__WRITTEN EXERCISE 1__.
In the Question Time account, what did Abbott reply when asked whether her job was stressful amid the political chaos?

__TEXT__.
--- Begin ---

My opportunity to introduce myself to the Shadow Home Secretary came sooner than I anticipated last Thursday, when Isabel and I found ourselves sitting almost next to her on the train taking us to the show in Derby. As we boarded, she and Isabel exchanged basic pleasantries, before settling down to their preparations.
When Isabel stepped out of the carriage to make a telephone call, I took the chance to say hello to Abbott. “I’m Steven Edginton, I work for Isabel,” I said tentatively.
“I know you work for Isabel,” she sniffed disdainfully – and stuffed on her headphones. She clearly wanted nothing to do with me.
Doubtless she was preoccupied: certainly, she was making plenty of notes. But this went beyond being busy and distracted. Abbott was openly hostile and continued to be so for the rest of the journey. She went out of her way to ignore me, physically turning her back on me on the platform as we alighted, and avoiding all small talk.
When I asked her whether her job was stressful at the moment with all the political chaos, she scoffed back, saying: “I get paid to do it.” The only explanation I could come up with was that, based on the way I look and sound, and my association with Isabel, she mistakenly assumed I was just another privileged Tory public school boy, to whom she did not need to bother giving the time of day. It set the tone for her attitude to others throughout the evening, from her aggressive “talk to the hand” gesture at Isabel which viewers would have seen in the first few minutes of the show to her haughty demeanour to other panellist and their staff.
Abbott’s complaint to the BBC begins with claims that the audience were “whipped up” against her before the show was recorded. Based on what seems to be nothing more than hearsay from a couple of Corybnistas in the audience, she whines that during rehearsals, someone mentioned her youthful romance with Corbyn 40 years ago. Well knock me down with a feather. How very dare they!
Maybe they did; maybe they didn’t – but neither Abbott nor her researcher can possibly know, because they were not there. They were a long way from the auditorium at that point, in the Green Room, with all the other panellists. Any impropriety, by Fiona Bruce or anyone else, is vehemently denied by the very professional BBC Question Time team, which in any case cannot be expected to gag the audience.
During the show itself, Bruce was tough but polite and entirely even handed. Neither Isabel nor Rory Stewart, the Prisons Minister, escaped mockery and heckling from the audience. They smiled and sucked it up, as par for the course on that particular show.

--- End ---

__WRITTEN EXERCISE 2__.
How many lines in the rows contain the string "trim", with case counting? Reply with the number alone.

__INPUT DATA__.
--- Begin ---

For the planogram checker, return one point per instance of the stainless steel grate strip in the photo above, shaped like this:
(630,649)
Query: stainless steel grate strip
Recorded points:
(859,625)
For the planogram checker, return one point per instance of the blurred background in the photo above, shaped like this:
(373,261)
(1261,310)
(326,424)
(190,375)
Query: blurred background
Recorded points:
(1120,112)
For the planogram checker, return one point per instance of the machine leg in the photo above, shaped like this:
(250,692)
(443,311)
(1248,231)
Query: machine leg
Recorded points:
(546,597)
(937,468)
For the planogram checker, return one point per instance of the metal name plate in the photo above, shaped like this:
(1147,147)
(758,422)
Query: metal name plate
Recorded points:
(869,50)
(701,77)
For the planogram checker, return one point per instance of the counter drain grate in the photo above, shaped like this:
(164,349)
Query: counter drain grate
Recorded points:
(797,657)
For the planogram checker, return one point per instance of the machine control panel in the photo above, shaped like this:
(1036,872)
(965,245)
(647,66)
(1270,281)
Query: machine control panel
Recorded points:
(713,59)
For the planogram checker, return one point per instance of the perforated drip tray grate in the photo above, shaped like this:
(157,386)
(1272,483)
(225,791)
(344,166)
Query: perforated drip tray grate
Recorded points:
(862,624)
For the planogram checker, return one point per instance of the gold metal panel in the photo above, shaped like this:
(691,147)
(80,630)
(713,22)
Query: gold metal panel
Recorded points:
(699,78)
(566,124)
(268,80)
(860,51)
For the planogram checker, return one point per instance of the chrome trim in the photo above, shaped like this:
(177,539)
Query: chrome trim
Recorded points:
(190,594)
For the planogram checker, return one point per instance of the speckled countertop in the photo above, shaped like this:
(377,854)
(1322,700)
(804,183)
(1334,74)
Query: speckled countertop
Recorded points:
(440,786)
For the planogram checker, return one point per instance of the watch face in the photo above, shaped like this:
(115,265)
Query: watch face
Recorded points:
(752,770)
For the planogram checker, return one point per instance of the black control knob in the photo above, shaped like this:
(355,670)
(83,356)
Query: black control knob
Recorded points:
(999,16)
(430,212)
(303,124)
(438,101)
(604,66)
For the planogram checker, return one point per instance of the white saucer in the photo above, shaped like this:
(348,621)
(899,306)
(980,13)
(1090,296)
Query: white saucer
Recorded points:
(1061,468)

--- End ---

__FULL RESPONSE 1__.
"I get paid to do it."

__FULL RESPONSE 2__.
2